Passage provided
◆ ◆ ◆
Note that it is permissible for event records to be of variable length -
or, at least, the length may be dependent on the subtype.  Note also that
the queue can be shared between multiple notifications of various types.

Signed-off-by: David Howells <dhowells@redhat.com>
---

 Documentation/watch_queue.rst               |   12 +
 arch/alpha/kernel/syscalls/syscall.tbl      |    1 
 arch/arm/tools/syscall.tbl                  |    1 
 arch/arm64/include/asm/unistd32.h           |    2 
 arch/ia64/kernel/syscalls/syscall.tbl       |    1 
 arch/m68k/kernel/syscalls/syscall.tbl       |    1 
 arch/microblaze/kernel/syscalls/syscall.tbl |    1 
 arch/mips/kernel/syscalls/syscall_n32.tbl   |    1 
 arch/mips/kernel/syscalls/syscall_n64.tbl   |    1 
 arch/mips/kernel/syscalls/syscall_o32.tbl   |    1 
 arch/parisc/kernel/syscalls/syscall.tbl     |    1 
 arch/powerpc/kernel/syscalls/syscall.tbl    |    1 
 arch/s390/kernel/syscalls/syscall.tbl       |    1 
 arch/sh/kernel/syscalls/syscall.tbl         |    1 
 arch/sparc/kernel/syscalls/syscall.tbl      |    1 
 arch/x86/entry/syscalls/syscall_32.tbl      |    1 
 arch/x86/entry/syscalls/syscall_64.tbl      |    1 
 arch/xtensa/kernel/syscalls/syscall.tbl     |    1 
 fs/Kconfig                                  |    9 +
 fs/Makefile                                 |    1 
 fs/mount.h                                  |   21 ++
 fs/mount_notify.c                           |  228 +++++++++++++++++++++++++++
 fs/namespace.c                              |   22 +++
 include/linux/dcache.h                      |    1 
 include/linux/syscalls.h                    |    2 
 include/uapi/asm-generic/unistd.h           |    4 
 include/uapi/linux/watch_queue.h            |   36 ++++
 kernel/sys_ni.c                             |    3 
 28 files changed, 354 insertions(+), 3 deletions(-)
◆ ◆ ◆
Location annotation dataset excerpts
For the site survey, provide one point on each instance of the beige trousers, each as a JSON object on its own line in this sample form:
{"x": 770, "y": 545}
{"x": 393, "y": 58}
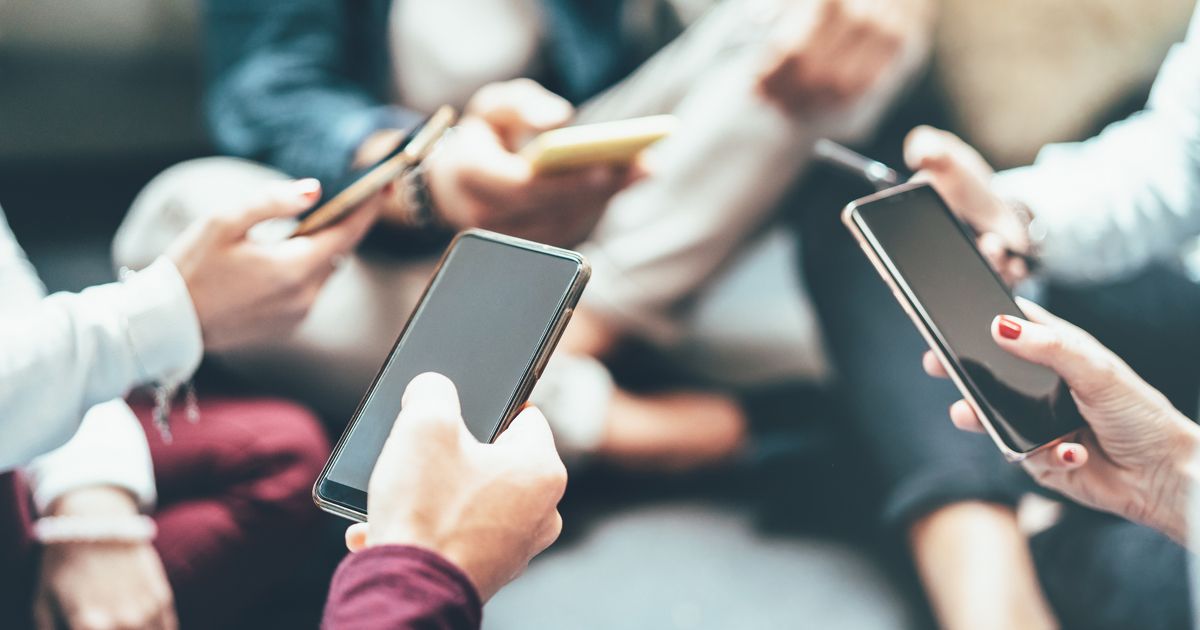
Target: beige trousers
{"x": 681, "y": 258}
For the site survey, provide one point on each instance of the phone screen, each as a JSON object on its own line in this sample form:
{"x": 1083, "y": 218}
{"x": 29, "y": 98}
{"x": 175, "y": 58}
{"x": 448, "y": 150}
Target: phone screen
{"x": 483, "y": 323}
{"x": 958, "y": 295}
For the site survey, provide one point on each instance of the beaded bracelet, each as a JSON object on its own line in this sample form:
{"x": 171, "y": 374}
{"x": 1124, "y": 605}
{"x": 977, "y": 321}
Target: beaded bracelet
{"x": 61, "y": 529}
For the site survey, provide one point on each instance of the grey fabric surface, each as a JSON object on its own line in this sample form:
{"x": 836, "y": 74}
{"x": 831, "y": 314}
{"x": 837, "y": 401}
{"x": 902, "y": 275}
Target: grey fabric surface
{"x": 695, "y": 565}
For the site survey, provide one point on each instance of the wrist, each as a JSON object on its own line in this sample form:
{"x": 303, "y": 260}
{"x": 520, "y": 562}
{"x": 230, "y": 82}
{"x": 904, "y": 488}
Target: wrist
{"x": 96, "y": 501}
{"x": 1168, "y": 492}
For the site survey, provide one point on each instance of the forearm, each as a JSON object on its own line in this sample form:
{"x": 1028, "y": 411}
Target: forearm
{"x": 1108, "y": 205}
{"x": 1173, "y": 496}
{"x": 73, "y": 351}
{"x": 109, "y": 450}
{"x": 977, "y": 569}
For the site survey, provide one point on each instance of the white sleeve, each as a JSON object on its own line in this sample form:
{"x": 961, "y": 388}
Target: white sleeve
{"x": 63, "y": 354}
{"x": 1116, "y": 202}
{"x": 109, "y": 449}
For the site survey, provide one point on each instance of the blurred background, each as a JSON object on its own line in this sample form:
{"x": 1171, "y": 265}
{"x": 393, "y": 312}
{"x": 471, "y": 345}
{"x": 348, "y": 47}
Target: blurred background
{"x": 97, "y": 97}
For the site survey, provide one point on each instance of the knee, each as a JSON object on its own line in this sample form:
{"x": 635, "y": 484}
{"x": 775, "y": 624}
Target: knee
{"x": 286, "y": 454}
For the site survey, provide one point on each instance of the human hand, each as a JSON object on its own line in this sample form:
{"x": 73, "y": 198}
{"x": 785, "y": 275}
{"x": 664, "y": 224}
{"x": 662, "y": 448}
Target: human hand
{"x": 828, "y": 53}
{"x": 102, "y": 585}
{"x": 246, "y": 291}
{"x": 964, "y": 180}
{"x": 478, "y": 180}
{"x": 1134, "y": 457}
{"x": 486, "y": 508}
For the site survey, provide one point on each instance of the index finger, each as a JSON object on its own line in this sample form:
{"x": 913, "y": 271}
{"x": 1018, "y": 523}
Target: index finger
{"x": 317, "y": 251}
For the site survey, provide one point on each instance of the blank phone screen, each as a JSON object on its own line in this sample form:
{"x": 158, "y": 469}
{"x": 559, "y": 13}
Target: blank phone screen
{"x": 481, "y": 323}
{"x": 958, "y": 295}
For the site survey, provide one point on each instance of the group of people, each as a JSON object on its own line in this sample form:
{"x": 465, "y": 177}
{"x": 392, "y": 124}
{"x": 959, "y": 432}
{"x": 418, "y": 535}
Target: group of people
{"x": 138, "y": 503}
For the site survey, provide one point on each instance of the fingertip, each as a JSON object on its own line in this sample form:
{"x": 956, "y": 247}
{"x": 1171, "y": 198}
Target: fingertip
{"x": 931, "y": 365}
{"x": 357, "y": 537}
{"x": 964, "y": 418}
{"x": 430, "y": 388}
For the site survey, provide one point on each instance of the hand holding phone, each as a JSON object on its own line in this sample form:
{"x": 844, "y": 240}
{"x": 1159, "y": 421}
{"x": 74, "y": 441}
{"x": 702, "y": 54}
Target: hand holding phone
{"x": 489, "y": 321}
{"x": 486, "y": 508}
{"x": 616, "y": 143}
{"x": 477, "y": 178}
{"x": 348, "y": 196}
{"x": 1132, "y": 456}
{"x": 951, "y": 293}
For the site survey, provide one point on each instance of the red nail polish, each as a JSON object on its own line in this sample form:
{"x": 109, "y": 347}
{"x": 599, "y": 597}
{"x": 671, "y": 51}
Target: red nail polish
{"x": 1008, "y": 328}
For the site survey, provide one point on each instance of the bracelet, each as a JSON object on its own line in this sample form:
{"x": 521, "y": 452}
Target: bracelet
{"x": 63, "y": 529}
{"x": 418, "y": 201}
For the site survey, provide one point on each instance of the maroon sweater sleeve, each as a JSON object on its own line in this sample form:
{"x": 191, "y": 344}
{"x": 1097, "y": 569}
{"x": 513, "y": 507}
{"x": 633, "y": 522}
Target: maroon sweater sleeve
{"x": 397, "y": 588}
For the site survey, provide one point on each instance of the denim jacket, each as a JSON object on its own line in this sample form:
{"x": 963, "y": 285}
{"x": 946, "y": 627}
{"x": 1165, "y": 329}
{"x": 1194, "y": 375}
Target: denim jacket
{"x": 299, "y": 84}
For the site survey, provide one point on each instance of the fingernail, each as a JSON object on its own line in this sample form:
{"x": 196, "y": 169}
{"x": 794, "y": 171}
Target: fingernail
{"x": 549, "y": 112}
{"x": 307, "y": 186}
{"x": 1008, "y": 328}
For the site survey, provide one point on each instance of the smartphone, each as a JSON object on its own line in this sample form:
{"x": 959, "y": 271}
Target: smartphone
{"x": 946, "y": 286}
{"x": 601, "y": 143}
{"x": 489, "y": 319}
{"x": 347, "y": 196}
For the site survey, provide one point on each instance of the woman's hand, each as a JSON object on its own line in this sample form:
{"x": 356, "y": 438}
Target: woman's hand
{"x": 478, "y": 180}
{"x": 964, "y": 180}
{"x": 102, "y": 585}
{"x": 1135, "y": 456}
{"x": 486, "y": 508}
{"x": 245, "y": 291}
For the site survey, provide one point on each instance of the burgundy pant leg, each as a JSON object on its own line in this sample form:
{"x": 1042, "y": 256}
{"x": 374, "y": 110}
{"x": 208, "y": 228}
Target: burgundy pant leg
{"x": 234, "y": 502}
{"x": 18, "y": 556}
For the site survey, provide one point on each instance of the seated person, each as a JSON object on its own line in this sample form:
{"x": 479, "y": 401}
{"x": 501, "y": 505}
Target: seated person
{"x": 450, "y": 520}
{"x": 316, "y": 88}
{"x": 228, "y": 492}
{"x": 1107, "y": 209}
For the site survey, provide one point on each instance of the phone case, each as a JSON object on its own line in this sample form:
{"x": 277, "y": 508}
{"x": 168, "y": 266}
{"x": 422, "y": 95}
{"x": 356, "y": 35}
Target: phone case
{"x": 562, "y": 318}
{"x": 919, "y": 318}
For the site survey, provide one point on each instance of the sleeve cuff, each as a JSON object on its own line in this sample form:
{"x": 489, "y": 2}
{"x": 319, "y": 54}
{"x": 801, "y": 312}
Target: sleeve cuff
{"x": 165, "y": 331}
{"x": 1026, "y": 185}
{"x": 354, "y": 127}
{"x": 109, "y": 449}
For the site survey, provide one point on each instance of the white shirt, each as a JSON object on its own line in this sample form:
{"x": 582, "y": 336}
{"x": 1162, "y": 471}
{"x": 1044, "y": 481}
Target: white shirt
{"x": 67, "y": 359}
{"x": 1128, "y": 196}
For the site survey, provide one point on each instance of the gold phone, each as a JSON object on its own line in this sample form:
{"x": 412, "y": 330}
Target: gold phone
{"x": 489, "y": 321}
{"x": 618, "y": 142}
{"x": 929, "y": 259}
{"x": 346, "y": 197}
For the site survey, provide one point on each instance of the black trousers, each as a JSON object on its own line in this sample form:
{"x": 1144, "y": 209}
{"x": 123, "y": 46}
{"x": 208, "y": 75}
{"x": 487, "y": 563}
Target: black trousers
{"x": 1098, "y": 571}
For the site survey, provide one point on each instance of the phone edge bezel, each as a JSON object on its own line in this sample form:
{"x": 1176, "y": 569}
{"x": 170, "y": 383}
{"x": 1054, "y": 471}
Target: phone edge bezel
{"x": 547, "y": 345}
{"x": 916, "y": 312}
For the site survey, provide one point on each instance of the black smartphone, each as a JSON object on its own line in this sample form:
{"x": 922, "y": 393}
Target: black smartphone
{"x": 347, "y": 195}
{"x": 489, "y": 321}
{"x": 951, "y": 293}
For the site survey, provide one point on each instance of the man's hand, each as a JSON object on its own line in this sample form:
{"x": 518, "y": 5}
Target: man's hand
{"x": 102, "y": 585}
{"x": 246, "y": 291}
{"x": 1135, "y": 456}
{"x": 477, "y": 179}
{"x": 486, "y": 508}
{"x": 964, "y": 180}
{"x": 828, "y": 53}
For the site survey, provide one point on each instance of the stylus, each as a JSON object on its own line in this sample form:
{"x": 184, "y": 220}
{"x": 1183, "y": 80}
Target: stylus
{"x": 876, "y": 173}
{"x": 883, "y": 177}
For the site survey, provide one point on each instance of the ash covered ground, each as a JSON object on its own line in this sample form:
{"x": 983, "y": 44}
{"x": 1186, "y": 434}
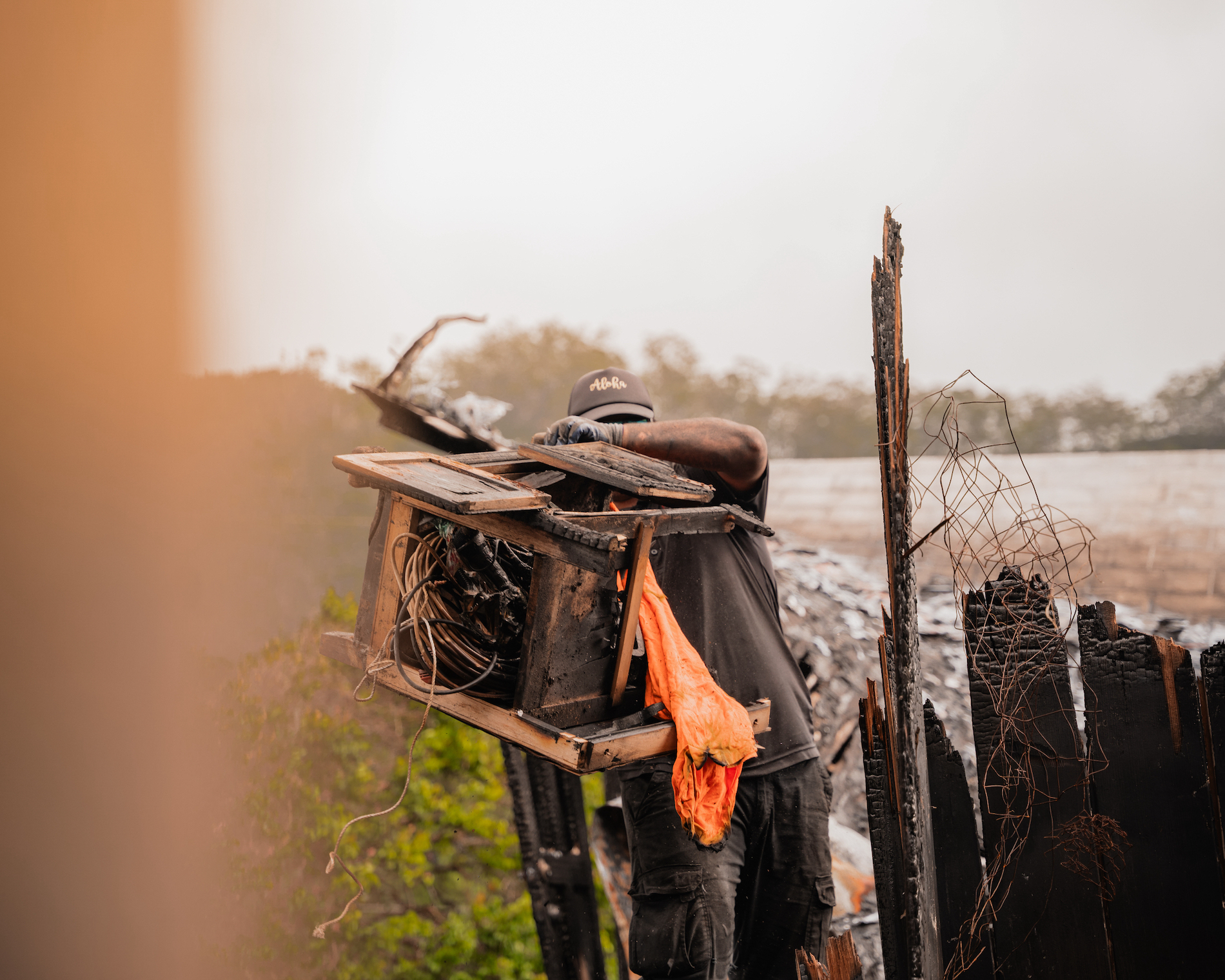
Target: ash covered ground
{"x": 831, "y": 611}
◆ ◆ ◆
Goal of the exercise
Write out the part of the patch excerpt that begins at the words "Note that it" and stops after "of various types.".

Finished answer
Note that it is permissible for event records to be of variable length -
or, at least, the length may be dependent on the subtype.  Note also that
the queue can be shared between multiple notifications of various types.